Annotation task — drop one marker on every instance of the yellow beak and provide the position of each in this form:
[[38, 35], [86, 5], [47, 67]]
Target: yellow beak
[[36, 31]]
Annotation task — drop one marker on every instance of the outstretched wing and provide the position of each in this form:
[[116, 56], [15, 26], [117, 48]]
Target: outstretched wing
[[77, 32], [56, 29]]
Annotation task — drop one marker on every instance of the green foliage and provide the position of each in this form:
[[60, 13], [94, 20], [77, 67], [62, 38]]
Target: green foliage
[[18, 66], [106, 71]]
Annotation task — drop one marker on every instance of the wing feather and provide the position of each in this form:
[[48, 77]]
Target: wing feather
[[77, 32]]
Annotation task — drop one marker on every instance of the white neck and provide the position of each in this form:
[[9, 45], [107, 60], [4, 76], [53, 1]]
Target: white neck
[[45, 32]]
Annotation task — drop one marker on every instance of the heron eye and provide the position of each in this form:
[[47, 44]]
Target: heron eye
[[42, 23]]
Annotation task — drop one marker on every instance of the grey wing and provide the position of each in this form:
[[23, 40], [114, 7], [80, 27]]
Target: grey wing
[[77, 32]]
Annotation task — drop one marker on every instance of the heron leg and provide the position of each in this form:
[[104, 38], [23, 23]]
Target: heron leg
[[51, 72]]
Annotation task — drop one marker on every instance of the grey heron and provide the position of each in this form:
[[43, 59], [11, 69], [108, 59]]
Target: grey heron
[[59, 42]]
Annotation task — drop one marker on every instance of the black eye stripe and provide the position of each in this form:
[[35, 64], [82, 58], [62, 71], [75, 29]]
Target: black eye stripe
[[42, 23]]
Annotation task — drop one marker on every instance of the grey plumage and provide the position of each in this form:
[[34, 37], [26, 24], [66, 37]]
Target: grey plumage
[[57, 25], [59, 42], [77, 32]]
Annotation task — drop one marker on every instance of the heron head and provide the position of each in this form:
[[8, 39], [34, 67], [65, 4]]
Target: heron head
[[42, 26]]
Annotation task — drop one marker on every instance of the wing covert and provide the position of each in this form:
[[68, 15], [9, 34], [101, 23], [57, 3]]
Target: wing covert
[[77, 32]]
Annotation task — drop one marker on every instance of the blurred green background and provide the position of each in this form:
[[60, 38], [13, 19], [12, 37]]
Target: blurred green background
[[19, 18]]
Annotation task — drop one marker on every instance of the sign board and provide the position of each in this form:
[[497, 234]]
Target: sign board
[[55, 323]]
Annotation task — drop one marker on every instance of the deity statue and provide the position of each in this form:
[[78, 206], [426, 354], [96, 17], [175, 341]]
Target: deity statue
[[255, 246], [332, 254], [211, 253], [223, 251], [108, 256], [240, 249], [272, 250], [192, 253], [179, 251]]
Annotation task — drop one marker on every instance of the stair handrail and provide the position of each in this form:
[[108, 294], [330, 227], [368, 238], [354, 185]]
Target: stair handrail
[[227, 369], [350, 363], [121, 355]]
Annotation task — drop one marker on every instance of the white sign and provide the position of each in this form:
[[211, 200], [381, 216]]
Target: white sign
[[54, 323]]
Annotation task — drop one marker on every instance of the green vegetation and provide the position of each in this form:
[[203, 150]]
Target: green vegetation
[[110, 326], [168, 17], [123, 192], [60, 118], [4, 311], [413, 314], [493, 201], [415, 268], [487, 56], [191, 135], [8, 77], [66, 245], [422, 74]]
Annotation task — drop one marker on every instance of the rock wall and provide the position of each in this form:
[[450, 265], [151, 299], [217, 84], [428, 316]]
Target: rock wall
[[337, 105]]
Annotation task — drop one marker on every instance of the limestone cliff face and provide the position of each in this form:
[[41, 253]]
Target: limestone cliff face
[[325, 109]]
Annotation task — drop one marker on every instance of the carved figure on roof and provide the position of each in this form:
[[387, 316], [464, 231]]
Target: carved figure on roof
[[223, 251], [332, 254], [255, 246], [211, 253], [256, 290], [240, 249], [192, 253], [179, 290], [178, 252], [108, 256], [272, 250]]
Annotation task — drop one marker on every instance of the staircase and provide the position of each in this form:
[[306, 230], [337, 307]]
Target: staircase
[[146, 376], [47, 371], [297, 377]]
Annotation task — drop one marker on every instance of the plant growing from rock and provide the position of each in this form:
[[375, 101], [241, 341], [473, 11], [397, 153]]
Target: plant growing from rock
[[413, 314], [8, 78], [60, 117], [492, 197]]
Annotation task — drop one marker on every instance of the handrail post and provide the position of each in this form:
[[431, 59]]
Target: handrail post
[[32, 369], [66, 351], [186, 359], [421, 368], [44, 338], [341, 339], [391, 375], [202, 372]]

= = = =

The lines to copy run from the start of the records above through the line holding "of the outstretched"; give them exactly, both ends included, and nothing else.

Annotation task — drop one marker on every instance of the yellow beak and provide the position of each in this form:
[[38, 35], [86, 5], [47, 67]]
Target: yellow beak
[[36, 31]]
Annotation task — drop one marker on every instance of the outstretched wing and provide the position of each in this form:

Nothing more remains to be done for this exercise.